## What to work on
Report each line in the records below that contains the word "blonde". Only matches with the same capitalization count.

(Excerpts from a detection dataset)
((

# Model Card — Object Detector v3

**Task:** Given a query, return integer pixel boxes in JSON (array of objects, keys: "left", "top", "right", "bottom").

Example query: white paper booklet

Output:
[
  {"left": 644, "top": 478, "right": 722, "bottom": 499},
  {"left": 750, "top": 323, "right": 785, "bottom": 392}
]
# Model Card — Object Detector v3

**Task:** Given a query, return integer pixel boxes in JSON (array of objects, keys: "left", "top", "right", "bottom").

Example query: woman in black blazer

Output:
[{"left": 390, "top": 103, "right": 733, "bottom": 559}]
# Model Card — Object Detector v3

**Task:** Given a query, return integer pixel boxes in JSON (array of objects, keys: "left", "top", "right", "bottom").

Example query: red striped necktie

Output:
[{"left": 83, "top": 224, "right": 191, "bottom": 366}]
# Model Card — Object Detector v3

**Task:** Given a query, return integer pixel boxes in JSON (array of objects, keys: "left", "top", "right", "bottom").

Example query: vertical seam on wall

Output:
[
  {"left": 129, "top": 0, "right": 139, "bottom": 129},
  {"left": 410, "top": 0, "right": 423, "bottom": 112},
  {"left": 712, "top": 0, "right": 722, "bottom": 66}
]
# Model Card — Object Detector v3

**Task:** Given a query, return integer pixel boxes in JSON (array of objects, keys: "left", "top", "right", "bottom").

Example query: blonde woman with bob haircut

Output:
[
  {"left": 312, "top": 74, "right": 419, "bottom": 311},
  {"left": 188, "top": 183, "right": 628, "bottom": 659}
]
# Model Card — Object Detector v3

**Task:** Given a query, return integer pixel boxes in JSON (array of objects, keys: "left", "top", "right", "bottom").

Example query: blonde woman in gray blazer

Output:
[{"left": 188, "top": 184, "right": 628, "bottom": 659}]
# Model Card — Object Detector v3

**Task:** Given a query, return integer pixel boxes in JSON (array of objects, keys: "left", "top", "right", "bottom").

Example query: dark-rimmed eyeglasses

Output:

))

## Written answer
Example query: blonde woman with bob haircut
Example query: blonde woman in gray blazer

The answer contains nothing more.